AIM: Pick up the SLURM job submission guide that follows right after its last sentence, and keep writing it.

DOCUMENT EXCERPT:

▶

Scheduler and job submission (SLURM)¶

Overview¶

UCT HPC uses SLURM to manage how work runs on the system.

Jobs are submitted to a queue and executed on compute nodes.
Work should not be run directly on the login node.

Key commands¶

sbatch job.sh
squeue -u $USER
sacct -j <jobid>
scancel <jobid>
sinfo

Partitions¶

Compute resources are grouped into partitions.

Common partitions include:

ada — general CPU workloads
curie — additional CPU capacity
l40s, a100 — GPU-enabled nodes

Check current partitions and availability:

sinfo

Job script¶

#!/bin/bash
#SBATCH --job-name=my-job
#SBATCH --partition=ada
#SBATCH --cpus-per-task=4
#SBATCH --mem=16G
#SBATCH --time=02:00:00
#SBATCH --output=logs/job-%j.out
#SBATCH --error=logs/job-%j.err

module purge
module load python/miniconda3-py3.12

python script.py

Resource requests¶

Each job defines its required resources.

◀

DATASET CONTENT:

▶

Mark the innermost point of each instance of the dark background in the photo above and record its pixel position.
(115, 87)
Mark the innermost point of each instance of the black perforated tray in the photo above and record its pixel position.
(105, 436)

◀

THE OUTPUT:
more resources than needed → longer queue times
fewer resources than needed → job failure or reduced performance

Shorter jobs are often scheduled sooner.

Job lifecycle¶

submit job (sbatch)
wait in queue
run on compute node
complete or fail

Check output:

cat logs/job-<jobid>.out
cat logs/job-<jobid>.err

Interactive jobs¶

Use for short or exploratory work:

srun --partition=ada --cpus-per-task=2 --mem=8G --time=01:00:00 --pty bash

The login node is a shared access point.

Use it for:

connecting
editing files
submitting jobs

Do not use it for:

running computations
long-running processes

Processes that impact other users may be terminated.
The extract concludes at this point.